• _Brief_:
Output every line of the entries from the line containing "Pick out each instance of the brown" through the last, exactly, with no other content.

# START OF Data supplied

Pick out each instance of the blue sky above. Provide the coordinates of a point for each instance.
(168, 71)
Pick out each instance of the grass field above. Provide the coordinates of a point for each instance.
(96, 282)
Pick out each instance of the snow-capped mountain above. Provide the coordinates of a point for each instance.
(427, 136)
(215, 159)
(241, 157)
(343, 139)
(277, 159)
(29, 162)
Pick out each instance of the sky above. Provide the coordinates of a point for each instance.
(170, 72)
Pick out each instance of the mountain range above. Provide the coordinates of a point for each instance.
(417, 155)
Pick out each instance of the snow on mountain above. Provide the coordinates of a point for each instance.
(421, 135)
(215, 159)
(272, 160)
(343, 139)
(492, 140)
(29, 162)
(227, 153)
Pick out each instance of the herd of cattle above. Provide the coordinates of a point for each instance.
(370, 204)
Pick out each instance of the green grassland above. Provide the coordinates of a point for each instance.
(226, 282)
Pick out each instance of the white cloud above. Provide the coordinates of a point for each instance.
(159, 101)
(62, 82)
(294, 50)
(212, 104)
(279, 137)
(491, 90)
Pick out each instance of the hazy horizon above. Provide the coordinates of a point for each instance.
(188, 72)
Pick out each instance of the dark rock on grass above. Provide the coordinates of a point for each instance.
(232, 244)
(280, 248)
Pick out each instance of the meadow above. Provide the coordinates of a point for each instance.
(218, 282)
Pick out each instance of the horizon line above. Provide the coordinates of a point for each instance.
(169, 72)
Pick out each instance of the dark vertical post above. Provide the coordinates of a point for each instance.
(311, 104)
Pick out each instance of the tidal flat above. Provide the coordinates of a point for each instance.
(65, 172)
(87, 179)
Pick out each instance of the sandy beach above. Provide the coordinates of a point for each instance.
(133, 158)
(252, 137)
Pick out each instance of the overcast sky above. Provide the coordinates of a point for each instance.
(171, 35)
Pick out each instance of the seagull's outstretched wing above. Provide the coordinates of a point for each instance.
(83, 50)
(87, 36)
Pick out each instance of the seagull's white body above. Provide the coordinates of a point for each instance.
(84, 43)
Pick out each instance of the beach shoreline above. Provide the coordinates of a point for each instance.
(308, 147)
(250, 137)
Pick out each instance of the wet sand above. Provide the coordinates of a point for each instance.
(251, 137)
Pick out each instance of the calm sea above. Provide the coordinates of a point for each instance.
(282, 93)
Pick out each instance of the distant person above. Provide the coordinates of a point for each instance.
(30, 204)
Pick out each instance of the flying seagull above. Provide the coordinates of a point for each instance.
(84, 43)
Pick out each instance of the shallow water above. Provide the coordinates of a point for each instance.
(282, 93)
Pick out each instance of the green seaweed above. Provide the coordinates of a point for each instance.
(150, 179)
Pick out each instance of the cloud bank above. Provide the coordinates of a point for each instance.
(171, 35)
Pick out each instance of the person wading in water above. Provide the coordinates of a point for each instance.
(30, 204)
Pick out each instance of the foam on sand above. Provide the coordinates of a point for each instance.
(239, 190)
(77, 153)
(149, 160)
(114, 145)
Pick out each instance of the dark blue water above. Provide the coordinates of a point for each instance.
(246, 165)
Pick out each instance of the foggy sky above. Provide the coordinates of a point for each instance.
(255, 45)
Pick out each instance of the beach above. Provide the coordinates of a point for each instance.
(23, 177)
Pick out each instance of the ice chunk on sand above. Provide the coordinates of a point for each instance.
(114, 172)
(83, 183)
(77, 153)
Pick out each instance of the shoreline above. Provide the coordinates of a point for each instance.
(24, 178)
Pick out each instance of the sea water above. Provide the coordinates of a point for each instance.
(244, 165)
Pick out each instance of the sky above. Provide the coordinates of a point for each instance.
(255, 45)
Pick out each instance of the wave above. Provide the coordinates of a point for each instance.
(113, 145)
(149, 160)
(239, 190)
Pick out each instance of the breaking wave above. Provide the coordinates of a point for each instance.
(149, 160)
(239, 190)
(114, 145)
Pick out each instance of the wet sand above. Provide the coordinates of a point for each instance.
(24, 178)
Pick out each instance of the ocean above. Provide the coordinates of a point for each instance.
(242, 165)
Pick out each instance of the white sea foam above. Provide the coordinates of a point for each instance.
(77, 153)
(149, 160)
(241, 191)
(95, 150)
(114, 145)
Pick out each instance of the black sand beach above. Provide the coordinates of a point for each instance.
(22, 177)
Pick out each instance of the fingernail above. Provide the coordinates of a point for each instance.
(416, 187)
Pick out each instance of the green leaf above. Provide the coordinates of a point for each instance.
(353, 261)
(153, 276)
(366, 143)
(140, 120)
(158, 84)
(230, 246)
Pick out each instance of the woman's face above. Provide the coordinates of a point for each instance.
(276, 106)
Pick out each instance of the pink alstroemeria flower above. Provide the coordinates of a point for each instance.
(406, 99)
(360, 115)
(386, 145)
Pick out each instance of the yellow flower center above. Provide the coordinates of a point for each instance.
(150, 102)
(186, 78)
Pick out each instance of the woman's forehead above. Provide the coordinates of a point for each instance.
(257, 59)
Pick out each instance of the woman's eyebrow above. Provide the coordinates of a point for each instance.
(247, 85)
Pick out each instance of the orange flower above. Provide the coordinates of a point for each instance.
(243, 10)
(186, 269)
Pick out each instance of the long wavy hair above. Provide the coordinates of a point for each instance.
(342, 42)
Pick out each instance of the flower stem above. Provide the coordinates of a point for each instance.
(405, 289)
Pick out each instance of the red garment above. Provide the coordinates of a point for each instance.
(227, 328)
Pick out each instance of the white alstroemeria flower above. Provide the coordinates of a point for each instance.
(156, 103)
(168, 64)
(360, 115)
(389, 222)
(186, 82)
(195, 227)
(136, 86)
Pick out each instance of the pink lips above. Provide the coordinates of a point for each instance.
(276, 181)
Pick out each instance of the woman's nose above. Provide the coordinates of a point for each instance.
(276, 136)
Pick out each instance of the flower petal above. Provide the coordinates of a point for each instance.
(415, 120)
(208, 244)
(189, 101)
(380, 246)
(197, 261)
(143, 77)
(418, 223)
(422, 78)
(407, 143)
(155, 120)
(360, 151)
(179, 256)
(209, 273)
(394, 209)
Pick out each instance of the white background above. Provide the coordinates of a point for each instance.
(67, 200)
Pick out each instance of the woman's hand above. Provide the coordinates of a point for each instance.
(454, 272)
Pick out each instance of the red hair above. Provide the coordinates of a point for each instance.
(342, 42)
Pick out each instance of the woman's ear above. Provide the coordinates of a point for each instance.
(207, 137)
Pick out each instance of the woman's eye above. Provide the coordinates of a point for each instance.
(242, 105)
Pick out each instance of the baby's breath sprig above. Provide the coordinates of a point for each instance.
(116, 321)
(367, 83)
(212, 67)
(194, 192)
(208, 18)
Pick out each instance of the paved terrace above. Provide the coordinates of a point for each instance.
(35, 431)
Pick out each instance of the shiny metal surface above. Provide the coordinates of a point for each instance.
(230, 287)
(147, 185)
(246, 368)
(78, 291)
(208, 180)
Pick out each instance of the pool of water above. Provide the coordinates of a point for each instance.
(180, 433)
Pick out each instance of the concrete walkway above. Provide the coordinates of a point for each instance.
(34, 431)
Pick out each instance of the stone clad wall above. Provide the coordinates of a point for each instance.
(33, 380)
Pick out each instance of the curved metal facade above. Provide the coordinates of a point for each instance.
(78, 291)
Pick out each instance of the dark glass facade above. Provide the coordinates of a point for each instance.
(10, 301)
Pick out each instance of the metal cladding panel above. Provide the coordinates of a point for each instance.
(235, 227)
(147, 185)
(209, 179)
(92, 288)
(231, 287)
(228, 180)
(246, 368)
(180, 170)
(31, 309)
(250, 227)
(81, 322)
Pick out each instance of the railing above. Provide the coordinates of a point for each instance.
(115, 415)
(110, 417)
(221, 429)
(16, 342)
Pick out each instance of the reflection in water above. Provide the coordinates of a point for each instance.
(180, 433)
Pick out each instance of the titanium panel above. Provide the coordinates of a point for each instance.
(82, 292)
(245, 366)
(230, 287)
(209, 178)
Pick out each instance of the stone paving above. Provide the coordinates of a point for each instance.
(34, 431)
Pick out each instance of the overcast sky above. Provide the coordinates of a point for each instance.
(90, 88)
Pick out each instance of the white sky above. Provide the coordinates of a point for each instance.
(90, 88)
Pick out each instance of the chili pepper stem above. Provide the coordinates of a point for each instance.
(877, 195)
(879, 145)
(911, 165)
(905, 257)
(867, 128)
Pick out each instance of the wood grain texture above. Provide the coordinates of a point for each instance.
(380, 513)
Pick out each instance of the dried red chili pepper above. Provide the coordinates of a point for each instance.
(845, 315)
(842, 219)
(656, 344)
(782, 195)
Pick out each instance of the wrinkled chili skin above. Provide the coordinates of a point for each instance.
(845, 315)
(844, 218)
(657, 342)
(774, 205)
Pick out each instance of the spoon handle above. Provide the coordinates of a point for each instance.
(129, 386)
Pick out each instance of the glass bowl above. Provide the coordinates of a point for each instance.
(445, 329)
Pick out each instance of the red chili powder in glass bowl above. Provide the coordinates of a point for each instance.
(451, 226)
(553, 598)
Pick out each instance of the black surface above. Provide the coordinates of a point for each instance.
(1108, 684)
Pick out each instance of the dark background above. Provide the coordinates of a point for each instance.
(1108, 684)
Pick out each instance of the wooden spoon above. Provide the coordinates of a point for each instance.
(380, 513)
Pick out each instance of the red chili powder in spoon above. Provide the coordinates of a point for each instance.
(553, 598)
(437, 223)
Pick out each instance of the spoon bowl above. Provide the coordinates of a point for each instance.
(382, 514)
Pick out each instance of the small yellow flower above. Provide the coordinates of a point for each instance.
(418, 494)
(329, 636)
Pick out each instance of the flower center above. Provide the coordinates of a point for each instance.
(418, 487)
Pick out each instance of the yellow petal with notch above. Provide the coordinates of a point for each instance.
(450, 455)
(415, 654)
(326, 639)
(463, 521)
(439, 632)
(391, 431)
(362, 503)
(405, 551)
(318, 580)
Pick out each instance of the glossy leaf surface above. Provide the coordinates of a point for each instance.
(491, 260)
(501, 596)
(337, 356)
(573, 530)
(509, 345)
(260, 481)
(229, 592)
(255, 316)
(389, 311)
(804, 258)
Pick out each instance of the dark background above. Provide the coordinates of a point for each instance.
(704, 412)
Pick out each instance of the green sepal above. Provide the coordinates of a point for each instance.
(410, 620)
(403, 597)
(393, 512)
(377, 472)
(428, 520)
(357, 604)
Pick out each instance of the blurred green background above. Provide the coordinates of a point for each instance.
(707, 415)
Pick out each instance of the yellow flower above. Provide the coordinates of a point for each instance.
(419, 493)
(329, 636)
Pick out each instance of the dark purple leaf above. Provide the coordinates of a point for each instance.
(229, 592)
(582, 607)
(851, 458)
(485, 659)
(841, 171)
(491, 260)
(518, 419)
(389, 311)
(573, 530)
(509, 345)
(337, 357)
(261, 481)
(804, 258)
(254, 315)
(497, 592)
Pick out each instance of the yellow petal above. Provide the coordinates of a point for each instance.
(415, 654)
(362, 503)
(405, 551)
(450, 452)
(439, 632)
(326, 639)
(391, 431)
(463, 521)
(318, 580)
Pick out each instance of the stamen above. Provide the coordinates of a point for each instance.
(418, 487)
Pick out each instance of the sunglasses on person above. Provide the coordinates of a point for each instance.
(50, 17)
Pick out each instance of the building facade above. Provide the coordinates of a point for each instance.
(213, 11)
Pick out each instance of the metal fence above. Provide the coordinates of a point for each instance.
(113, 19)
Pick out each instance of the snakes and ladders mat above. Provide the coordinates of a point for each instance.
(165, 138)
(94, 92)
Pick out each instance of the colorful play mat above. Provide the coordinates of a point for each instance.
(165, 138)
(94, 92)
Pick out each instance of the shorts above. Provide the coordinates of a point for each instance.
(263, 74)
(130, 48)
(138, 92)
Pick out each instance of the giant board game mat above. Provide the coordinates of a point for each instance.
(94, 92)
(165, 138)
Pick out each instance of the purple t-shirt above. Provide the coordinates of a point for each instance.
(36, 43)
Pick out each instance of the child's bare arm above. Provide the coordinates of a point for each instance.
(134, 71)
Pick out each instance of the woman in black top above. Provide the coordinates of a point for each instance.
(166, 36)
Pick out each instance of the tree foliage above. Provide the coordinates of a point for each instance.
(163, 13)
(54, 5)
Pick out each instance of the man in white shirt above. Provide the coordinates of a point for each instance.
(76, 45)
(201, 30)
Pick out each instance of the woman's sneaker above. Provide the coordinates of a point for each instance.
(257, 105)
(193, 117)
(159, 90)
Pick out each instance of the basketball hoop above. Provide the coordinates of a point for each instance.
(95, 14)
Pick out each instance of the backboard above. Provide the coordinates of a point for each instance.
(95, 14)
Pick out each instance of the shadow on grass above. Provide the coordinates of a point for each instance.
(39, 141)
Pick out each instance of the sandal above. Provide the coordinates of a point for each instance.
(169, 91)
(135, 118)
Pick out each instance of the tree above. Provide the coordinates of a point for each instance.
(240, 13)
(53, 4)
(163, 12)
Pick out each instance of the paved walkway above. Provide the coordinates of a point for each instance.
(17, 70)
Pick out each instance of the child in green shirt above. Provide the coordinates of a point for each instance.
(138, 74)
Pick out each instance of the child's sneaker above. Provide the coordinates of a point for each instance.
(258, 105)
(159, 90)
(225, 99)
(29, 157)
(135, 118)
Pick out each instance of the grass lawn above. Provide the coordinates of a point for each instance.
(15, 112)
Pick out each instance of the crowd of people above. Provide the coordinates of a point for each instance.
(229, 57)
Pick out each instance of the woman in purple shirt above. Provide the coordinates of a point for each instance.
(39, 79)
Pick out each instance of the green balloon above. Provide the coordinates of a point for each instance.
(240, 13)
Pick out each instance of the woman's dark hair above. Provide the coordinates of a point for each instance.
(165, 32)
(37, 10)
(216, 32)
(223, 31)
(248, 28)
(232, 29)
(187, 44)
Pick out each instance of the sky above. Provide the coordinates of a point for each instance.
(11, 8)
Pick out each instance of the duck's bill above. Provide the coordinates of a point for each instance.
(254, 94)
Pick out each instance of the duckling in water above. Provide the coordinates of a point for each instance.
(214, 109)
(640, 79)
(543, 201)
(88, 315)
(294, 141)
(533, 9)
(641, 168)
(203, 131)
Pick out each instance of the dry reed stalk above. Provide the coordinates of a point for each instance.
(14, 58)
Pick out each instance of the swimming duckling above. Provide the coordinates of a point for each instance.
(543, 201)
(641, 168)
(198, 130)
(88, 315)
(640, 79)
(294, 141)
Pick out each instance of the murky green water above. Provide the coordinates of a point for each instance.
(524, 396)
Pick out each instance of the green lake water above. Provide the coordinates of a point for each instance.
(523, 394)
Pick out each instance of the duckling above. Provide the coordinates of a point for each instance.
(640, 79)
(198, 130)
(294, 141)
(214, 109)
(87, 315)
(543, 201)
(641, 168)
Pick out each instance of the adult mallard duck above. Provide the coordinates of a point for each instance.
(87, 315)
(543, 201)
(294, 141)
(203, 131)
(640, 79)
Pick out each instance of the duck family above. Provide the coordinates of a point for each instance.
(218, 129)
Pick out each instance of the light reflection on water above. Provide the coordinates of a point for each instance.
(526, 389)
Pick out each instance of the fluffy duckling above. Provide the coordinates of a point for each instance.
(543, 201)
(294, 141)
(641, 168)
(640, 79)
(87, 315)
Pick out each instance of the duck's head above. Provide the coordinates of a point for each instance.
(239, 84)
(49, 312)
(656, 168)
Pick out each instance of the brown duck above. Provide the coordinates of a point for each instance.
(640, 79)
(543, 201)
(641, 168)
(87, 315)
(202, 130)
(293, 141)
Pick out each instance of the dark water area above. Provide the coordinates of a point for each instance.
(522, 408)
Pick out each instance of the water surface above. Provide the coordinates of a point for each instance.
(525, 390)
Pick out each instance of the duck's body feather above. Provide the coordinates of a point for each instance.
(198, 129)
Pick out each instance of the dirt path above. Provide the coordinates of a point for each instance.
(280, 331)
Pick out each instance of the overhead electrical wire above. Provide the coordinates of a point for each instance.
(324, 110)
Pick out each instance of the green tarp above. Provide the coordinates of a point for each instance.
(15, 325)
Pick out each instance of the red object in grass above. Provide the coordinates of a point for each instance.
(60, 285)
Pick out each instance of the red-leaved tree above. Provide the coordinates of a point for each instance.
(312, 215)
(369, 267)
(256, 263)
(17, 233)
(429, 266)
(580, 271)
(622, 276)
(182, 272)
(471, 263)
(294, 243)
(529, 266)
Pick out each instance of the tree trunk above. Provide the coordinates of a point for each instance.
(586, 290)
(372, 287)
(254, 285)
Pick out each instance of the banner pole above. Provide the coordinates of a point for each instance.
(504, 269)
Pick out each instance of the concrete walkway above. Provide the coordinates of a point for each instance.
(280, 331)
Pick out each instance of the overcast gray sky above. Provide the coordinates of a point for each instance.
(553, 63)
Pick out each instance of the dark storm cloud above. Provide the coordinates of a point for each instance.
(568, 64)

# END OF Data supplied

• _Finished task_:
Pick out each instance of the brown duck above. Provide the coordinates of a point for each instance.
(640, 79)
(543, 201)
(641, 168)
(87, 315)
(202, 130)
(293, 141)
Pick out each instance of the dark water area above. Provide the coordinates of a point for each instance.
(522, 408)
Pick out each instance of the water surface above. Provide the coordinates of a point for each instance.
(525, 390)
Pick out each instance of the duck's body feather above. Provide the coordinates of a point for each instance.
(198, 129)
Pick out each instance of the dirt path above. Provide the coordinates of a point for each instance.
(280, 331)
Pick out each instance of the overhead electrical wire above. Provide the coordinates of a point for each instance.
(324, 110)
Pick out each instance of the green tarp above. Provide the coordinates of a point for each instance.
(15, 325)
Pick out each instance of the red object in grass above. Provide the coordinates of a point for each instance.
(60, 285)
Pick out each instance of the red-leaved tree above. Provide the coordinates of a point for each instance.
(312, 215)
(369, 267)
(256, 263)
(17, 233)
(429, 266)
(580, 271)
(622, 276)
(182, 272)
(471, 263)
(294, 243)
(529, 266)
Pick out each instance of the tree trunk above. Provide the coordinates of a point for each instance.
(586, 290)
(372, 287)
(254, 285)
Pick out each instance of the banner pole above. Provide the coordinates of a point for each instance.
(504, 269)
Pick out each instance of the concrete walkway above. Provide the coordinates of a point for each instance.
(280, 331)
Pick out each instance of the overcast gray sky above. Provide the coordinates of a point for each instance.
(553, 63)
Pick out each instance of the dark storm cloud above. Provide the coordinates of a point for each instance.
(568, 64)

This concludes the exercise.